▸ Texto de lectura:
::::::

Y, ahora, vamos al grano. La construcción de clíperes se inició en Baltimore, alcanzando gran fama después los astilleros de William Webb, de Nueva York y, más todavía, los de Donald MacKay, de Boston, conocido por el “mago de los constructores navales” y cuyo lema era que ningún otro velero del mundo superase a los suyos en andar. De éstos, el Surprise, en su primer viaje a San Francisco, tardó noventa y seis días, reduciendo a la mitad el tiempo empleado por los anteriores, lo que causó el sensacional asombro que su nombre augurara. El mismo constructor botó al agua en 1850, a los sesenta días de haberle puesto la quilla, el Staghound, de 1535 toneladas, siendo la superficie total de las velas superior a los 4000 metros cuadrados, 1000 más de lo acostumbrado hasta entonces.
En la historia de los clíperes abundan los temas de novela: actos de heroísmo y de crueldad, sublevaciones, regatas, contrabandos y trágicos naufragios. Uno de vida muy inquieta fue el Nightingale, construido en 1851 para llevar pasajeros a la Exposición Mundial de Londres y figurar en aguas del Támesis como modelo en su clase, siendo bautizado con  el nombre de ruiseñor  en honor a la famosa cantante sueca Jenny Lind, cuyo busto llevaba de mascarón de proa; pero antes de completar su armamento se arruinó el propietario, que había invertido grandes sumas en lujosos salones, suntuosamente decorados, terminando por venderlo en 75000 dólares a una compañía que lo destinó  a la “carrera del té”. Luego pasó a ser propiedad de unos brasileños que le hicieron el repugnante papel de negrero. Apresado por un buque de guerra norteamericano y conducido a los Estados Unidos, fue armado durante la Guerra de Secesión, y después reanudó la primera vida de pacífico mercante entre California y China, finalizando sy existencia bajo pabellón noruego. Ante la imposibilidad de enviar el Nightingale a la Exposición de Londres, y pensando fundadamente cuánto interés despertaría allí alguna reproducción de los más famosos veleros americanos, se mandó como prototipo a un modelo del Palmer, barco que consiguió hacer una travesía de Cantón a Nueva York en ochenta y cuatro días. El primer capitán de este clíper era hermano del armador y viajaba siempre con su mujer, haciéndose notable en los puertos por las espléndidas fiestas que daba a bordo, aunque ya de por sí llamaba grandemente la atención la elegancia de la nave, construida con detalles propios de un yate de recreo. Desde el punto de vista marinero también resultó una embarcación extraordinaria, y seguramente hubiera llegado a batir al Flying Cloud  (1795 toneladas), el más célebre de los clíperes americanos, de no ocurrir un incidente lamentable cuando lo mandaba otro capitán, quien por dar un trato despótico a la tripulación creó un estado de indisciplina que le obligó a ir de arribada a Valparaíso, aprovechando entonces diecisiete marineros la ocasión para desertar. El Flying Coud venció en la regata, cuando el resultado parecía favorable al Palmer, que llegó tres semanas después a San Francisco; en la historia del Flying, orgullo de los astilleros MacKay, figuran dos viajes de Nueva York a California en ochenta y nueve días, marca que ya sólo pudo alcanzar una vez el Andrew Jackson.

::::::

▸ Datos mostrados:
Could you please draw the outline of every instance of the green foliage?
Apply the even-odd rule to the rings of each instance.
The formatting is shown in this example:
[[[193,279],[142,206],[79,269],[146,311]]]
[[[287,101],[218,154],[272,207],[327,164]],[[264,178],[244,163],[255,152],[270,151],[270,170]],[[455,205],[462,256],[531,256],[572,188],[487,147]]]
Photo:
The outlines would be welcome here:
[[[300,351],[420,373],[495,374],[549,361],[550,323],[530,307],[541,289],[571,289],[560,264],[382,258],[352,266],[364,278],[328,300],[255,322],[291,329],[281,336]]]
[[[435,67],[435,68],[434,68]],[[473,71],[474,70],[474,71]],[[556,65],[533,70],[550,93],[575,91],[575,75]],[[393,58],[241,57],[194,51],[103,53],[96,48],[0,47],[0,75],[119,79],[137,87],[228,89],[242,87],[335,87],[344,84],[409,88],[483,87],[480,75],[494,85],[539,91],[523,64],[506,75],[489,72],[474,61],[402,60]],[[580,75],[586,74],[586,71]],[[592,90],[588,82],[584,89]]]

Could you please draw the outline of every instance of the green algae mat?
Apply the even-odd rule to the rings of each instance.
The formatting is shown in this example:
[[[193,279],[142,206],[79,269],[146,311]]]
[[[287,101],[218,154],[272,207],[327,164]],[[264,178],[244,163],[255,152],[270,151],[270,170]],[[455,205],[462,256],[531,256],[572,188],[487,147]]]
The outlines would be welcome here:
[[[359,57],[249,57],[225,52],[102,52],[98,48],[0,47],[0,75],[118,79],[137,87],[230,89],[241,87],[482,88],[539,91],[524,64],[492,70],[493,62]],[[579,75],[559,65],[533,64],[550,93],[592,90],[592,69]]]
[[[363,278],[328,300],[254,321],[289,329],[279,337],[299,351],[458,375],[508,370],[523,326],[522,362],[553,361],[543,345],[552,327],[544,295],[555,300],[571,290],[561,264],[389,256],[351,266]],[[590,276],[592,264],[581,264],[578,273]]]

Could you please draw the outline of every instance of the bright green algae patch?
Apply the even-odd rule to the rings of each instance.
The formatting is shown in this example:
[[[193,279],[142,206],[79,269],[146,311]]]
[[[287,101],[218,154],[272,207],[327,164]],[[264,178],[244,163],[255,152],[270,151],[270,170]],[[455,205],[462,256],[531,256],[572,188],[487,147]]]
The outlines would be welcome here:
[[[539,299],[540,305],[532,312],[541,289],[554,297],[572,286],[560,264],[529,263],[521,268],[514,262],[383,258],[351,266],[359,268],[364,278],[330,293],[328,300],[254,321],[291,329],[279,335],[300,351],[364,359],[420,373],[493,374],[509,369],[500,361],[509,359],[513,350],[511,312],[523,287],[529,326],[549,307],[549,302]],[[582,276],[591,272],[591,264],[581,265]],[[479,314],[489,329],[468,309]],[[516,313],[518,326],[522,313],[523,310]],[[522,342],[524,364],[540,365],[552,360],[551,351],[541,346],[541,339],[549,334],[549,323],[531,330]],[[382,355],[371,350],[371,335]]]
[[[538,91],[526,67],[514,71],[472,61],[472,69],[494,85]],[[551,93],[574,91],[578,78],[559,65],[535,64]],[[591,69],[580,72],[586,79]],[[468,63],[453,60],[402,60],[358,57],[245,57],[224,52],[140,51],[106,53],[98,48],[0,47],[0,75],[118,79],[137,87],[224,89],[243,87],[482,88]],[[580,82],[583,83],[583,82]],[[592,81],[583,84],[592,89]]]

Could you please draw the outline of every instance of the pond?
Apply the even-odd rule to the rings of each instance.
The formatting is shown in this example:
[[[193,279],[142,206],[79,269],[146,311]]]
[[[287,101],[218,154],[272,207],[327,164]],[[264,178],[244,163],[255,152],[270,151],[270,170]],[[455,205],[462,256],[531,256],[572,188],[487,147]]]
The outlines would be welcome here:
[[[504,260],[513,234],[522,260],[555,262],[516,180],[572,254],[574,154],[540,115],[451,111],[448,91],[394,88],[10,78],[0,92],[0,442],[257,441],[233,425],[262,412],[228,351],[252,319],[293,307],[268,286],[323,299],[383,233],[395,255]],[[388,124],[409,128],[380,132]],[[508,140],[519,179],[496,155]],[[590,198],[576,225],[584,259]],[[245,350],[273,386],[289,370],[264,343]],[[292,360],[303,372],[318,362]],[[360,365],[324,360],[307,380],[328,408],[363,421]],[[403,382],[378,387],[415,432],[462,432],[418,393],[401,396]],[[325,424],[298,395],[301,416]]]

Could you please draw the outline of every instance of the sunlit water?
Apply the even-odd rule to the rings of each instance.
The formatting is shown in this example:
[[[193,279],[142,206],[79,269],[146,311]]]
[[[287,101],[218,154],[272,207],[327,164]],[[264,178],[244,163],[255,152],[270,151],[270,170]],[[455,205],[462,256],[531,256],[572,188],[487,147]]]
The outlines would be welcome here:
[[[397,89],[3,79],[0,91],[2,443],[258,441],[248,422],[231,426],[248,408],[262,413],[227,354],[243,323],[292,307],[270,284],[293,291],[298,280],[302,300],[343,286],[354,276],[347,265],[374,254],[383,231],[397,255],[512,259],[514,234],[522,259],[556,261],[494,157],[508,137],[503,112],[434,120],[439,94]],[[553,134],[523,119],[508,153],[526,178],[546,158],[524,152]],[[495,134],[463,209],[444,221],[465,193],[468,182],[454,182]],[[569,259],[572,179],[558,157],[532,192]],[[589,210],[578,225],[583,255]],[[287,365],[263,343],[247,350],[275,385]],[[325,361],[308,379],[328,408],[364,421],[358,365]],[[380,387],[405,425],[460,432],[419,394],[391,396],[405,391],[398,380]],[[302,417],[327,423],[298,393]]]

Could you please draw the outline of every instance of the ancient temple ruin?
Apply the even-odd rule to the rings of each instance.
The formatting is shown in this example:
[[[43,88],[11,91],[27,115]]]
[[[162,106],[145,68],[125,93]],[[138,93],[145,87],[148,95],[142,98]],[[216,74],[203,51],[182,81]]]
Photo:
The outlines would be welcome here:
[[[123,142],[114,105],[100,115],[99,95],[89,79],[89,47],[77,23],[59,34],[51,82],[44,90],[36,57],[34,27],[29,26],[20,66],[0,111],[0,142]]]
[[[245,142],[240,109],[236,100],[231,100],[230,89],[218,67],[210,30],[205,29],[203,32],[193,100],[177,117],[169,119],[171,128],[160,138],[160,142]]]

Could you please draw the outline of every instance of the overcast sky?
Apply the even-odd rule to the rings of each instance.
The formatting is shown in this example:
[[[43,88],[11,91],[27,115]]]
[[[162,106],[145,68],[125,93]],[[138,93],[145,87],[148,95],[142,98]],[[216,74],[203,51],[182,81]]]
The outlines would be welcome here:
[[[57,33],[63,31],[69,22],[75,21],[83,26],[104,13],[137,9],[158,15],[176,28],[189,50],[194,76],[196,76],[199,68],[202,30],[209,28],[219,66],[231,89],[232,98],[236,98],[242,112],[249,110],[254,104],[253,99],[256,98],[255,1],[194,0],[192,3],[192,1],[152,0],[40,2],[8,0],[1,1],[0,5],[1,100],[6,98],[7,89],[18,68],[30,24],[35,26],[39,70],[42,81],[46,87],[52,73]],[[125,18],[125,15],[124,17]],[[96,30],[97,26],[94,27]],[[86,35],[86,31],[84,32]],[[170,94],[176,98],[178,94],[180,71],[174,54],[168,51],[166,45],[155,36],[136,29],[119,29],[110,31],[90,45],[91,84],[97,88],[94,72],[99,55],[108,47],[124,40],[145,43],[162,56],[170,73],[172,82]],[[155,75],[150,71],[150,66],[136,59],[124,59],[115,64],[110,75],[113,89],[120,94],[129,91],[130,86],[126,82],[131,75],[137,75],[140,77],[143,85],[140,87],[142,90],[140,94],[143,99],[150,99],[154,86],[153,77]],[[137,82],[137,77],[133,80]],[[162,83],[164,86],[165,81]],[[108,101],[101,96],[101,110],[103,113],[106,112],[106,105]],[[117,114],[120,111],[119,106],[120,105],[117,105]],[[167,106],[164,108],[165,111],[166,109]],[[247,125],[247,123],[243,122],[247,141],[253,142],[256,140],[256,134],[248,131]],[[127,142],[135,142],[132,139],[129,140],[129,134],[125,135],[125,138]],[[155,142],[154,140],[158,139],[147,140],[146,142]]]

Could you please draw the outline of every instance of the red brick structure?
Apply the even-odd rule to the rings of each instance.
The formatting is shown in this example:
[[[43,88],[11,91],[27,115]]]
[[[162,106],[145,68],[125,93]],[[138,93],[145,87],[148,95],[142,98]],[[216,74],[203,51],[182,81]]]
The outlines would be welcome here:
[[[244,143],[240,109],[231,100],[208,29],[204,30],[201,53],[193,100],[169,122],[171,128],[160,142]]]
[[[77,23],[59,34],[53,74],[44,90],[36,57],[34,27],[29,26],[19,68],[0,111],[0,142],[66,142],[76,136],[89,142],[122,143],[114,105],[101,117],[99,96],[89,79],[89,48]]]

::::::

▸ Ejercicio propuesto:
Escribe sin cambios el pasaje del texto sobre los clíperes que comienza con las palabras que contienen "Y, ahora, vamos" y termina con "acostumbrado hasta entonces.". Las líneas no son necesarias para resolver nada.

▸ Respuesta del ejercicio:
Y, ahora, vamos al grano. La construcción de clíperes se inició en Baltimore, alcanzando gran fama después los astilleros de William Webb, de Nueva York y, más todavía, los de Donald MacKay, de Boston, conocido por el “mago de los constructores navales” y cuyo lema era que ningún otro velero del mundo superase a los suyos en andar. De éstos, el Surprise, en su primer viaje a San Francisco, tardó noventa y seis días, reduciendo a la mitad el tiempo empleado por los anteriores, lo que causó el sensacional asombro que su nombre augurara. El mismo constructor botó al agua en 1850, a los sesenta días de haberle puesto la quilla, el Staghound, de 1535 toneladas, siendo la superficie total de las velas superior a los 4000 metros cuadrados, 1000 más de lo acostumbrado hasta entonces.